■ Assignment 1 ■
Decide whether each statement below agrees with the article on the coronavirus and jet fuel demand, answering yes or no and quoting the deciding words of the article. (a) Flights to and from China fell 80% year over year in February. (b) Singapore jet fuel prices have dropped 50% since the start of 2020. (c) Paravaikkarasu expects jet fuel cracks to recover in the third quarter.
■ Assignment 2 ■
Carry on the article on the coronavirus and jet fuel demand from the point where it stops.

More than 92,300 people have been infected by the virus, which has killed about 3,100 people. Many of the cases are in China, but recent cases ex-China have been surging, especially in South Korea, Iran, Italy, Japan, and in many other countries across Europe.
Airlines have spent the last month canceling flights to China – American Airlines, United Airlines, and Delta Air Lines have suspended service to mainland China and Hong Kong. Reuters provides a full list of canceled flights across the world.
Flights to and from China crashed 80% YoY in February, according to Cirium travel industry data. Global air travel has plunged for the first time since the 2008/09 financial crisis, mostly in the Asia-Pacific region, the International Air Transport Association (IATA) recently said.
Plunging air traffic across the world has resulted in a steep decline in jet fuel. Singapore jet fuel prices have fallen 30% since the start of 2020 and contributed to a 50% collapse in jet fuel crack spreads, now at 2009 lows, Refinitiv data shows.
"The coronavirus outbreak has hampered jet fuel demand in Asia and the impact is expected to linger for a few more months," said Sri Paravaikkarasu, director for Asia oil at consultancy FGE.
"It's indeed an unprecedented fall since the global financial crisis... Jet fuel cracks have fallen to about $8 per barrel and we think it will stabilize around these levels in the next few months before seeing a recovery in the third quarter," Paravaikkarasu said.

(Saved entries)

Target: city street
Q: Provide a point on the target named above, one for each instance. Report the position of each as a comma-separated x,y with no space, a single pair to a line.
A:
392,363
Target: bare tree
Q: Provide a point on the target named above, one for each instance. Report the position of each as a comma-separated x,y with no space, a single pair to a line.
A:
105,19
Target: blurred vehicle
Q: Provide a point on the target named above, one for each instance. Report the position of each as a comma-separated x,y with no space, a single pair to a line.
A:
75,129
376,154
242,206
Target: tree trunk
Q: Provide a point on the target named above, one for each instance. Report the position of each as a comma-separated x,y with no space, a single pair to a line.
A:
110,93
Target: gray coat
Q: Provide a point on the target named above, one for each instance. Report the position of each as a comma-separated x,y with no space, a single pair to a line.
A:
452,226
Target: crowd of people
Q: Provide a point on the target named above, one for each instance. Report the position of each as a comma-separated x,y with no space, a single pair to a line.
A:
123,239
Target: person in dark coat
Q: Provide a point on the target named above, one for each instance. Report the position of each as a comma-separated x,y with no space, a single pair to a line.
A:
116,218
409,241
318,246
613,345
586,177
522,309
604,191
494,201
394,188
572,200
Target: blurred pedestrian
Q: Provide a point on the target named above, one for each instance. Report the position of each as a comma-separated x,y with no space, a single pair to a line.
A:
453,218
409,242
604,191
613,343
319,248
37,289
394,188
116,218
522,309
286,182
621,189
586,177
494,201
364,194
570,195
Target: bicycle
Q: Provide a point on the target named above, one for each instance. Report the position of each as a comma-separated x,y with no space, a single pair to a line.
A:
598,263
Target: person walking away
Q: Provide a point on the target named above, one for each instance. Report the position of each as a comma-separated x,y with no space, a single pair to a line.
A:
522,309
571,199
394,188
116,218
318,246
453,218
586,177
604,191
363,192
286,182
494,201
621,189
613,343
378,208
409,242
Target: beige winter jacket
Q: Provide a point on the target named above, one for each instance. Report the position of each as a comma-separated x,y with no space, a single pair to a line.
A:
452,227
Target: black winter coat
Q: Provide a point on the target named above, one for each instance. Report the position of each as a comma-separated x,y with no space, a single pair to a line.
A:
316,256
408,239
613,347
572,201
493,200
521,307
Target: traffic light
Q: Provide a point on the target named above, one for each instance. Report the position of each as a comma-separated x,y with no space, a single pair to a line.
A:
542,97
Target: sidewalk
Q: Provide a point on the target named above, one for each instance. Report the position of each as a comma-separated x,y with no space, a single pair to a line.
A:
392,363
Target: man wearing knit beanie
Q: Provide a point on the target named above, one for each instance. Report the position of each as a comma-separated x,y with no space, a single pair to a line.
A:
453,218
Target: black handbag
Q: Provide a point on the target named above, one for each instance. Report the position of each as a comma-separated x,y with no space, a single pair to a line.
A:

■ Task output 1 ■
(a) Yes: "Flights to and from China crashed 80% YoY in February"
(b) No: "Singapore jet fuel prices have fallen 30% since the start of 2020"
(c) Yes: "before seeing a recovery in the third quarter"

■ Task output 2 ■
Jet fuel demand will likely remain in a slump for the next several quarters because virus fears will drive a plunge in tourism around the world, eliminate the need for air travel demand as long as the virus spreads. This could suggest the airline industry is headed for turbulence.
"We do see the virus eroding jet fuel demand to some extent in the Western Hemisphere. If the demand erosion develops faster, East-West flows will come under pressure," Paravaikkarasu said.
Sukrit Vijayakar, director of Indian energy consultancy Trifecta, said people tend to plan their vacations far in advance. This could mean air travel remains depressed for the first half of the year.
The air travel slump suggests immense pain is headed for the global travel and tourism industry, employs roughly 320 million jobs across the world; Restaurants, travel agencies, hotels, amusement parks, casinos, and shopping malls, could be the most heavily impacted businesses to experience job losses if the virus crisis persists.